Reproduce the records below exactly as given.

Excerpts from point annotation data
>> Start

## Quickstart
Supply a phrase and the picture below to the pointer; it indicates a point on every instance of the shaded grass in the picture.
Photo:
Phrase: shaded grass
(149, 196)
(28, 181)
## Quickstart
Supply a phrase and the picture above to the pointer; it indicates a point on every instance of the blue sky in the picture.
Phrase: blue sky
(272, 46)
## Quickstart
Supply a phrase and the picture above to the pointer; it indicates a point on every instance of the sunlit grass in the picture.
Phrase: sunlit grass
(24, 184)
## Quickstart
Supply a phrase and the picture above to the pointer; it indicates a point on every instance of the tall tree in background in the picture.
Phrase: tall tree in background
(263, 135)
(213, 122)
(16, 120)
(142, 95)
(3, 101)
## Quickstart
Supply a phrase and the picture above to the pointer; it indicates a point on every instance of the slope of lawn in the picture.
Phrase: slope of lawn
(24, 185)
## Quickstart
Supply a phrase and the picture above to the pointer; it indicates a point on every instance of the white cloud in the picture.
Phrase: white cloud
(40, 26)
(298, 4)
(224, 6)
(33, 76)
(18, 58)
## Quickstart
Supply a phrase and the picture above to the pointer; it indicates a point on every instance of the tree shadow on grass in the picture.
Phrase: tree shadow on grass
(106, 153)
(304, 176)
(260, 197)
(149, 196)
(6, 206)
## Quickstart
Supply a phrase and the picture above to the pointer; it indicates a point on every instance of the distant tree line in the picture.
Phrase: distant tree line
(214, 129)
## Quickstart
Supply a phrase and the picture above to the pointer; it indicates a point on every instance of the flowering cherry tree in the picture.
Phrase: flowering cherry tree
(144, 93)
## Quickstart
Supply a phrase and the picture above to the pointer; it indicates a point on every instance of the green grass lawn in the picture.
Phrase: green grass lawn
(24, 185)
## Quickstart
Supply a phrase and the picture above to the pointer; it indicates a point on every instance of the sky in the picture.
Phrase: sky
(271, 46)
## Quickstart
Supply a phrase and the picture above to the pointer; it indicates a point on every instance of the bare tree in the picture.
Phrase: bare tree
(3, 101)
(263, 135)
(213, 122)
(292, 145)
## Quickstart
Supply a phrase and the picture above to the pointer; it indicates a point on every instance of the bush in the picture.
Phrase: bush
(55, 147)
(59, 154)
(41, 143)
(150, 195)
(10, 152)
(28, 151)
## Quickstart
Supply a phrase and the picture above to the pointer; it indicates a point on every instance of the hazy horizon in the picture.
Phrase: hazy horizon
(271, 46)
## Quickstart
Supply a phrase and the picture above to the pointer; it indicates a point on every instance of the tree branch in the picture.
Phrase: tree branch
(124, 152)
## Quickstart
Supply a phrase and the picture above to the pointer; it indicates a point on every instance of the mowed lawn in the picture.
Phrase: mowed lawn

>> End

TASK ANSWER
## Quickstart
Supply a phrase and the picture below to the pointer; it indicates a point on every instance of the shaded grass in the picture.
Photo:
Phrase: shaded grass
(149, 196)
(28, 181)
## Quickstart
Supply a phrase and the picture above to the pointer; it indicates a point on every instance of the blue sky in the picture.
Phrase: blue sky
(272, 46)
## Quickstart
Supply a phrase and the picture above to the pointer; it indicates a point on every instance of the sunlit grass in the picture.
Phrase: sunlit grass
(24, 184)
## Quickstart
Supply a phrase and the picture above to the pointer; it indicates a point on every instance of the tall tree in background in the picture.
Phrase: tall tree in background
(263, 135)
(213, 122)
(16, 120)
(142, 95)
(3, 101)
## Quickstart
Supply a phrase and the picture above to the pointer; it indicates a point on every instance of the slope of lawn in the picture.
Phrase: slope of lawn
(24, 185)
## Quickstart
Supply a phrase and the picture above to the pointer; it indicates a point on every instance of the white cloud in the picture.
Phrase: white cloud
(40, 26)
(298, 4)
(224, 6)
(33, 76)
(18, 58)
## Quickstart
Supply a phrase and the picture above to the pointer; it indicates a point on every instance of the tree shadow on grass in the picture.
Phrase: tree shadow on grass
(106, 153)
(304, 176)
(260, 197)
(149, 196)
(6, 206)
## Quickstart
Supply a phrase and the picture above to the pointer; it indicates a point on every instance of the distant tree line in the picture.
Phrase: distant tree line
(214, 129)
## Quickstart
Supply a phrase and the picture above to the pointer; it indicates a point on every instance of the flowering cherry tree in the picture.
Phrase: flowering cherry tree
(144, 93)
## Quickstart
Supply a phrase and the picture above to the pointer; it indicates a point on every instance of the green grass lawn in the picture.
Phrase: green grass lawn
(24, 185)
## Quickstart
Supply a phrase and the picture above to the pointer; it indicates a point on every instance of the sky in the picture.
Phrase: sky
(271, 46)
## Quickstart
Supply a phrase and the picture above to the pointer; it indicates a point on every instance of the bare tree in the picture.
Phrase: bare tree
(3, 101)
(263, 135)
(213, 122)
(292, 145)
## Quickstart
Supply a phrase and the picture above to the pointer; it indicates a point on every instance of the bush in the picture.
Phrase: bush
(55, 147)
(59, 154)
(41, 143)
(150, 195)
(10, 152)
(28, 151)
## Quickstart
Supply a phrase and the picture above to the pointer; it indicates a point on every instance of the hazy horizon in the picture.
Phrase: hazy horizon
(271, 46)
## Quickstart
Supply a phrase and the picture above to the pointer; it indicates a point on every instance of the tree branch in the picture.
Phrase: tree branch
(124, 152)
## Quickstart
Supply a phrase and the picture above to the pointer; it indicates a point on every instance of the mowed lawn in the picture.
Phrase: mowed lawn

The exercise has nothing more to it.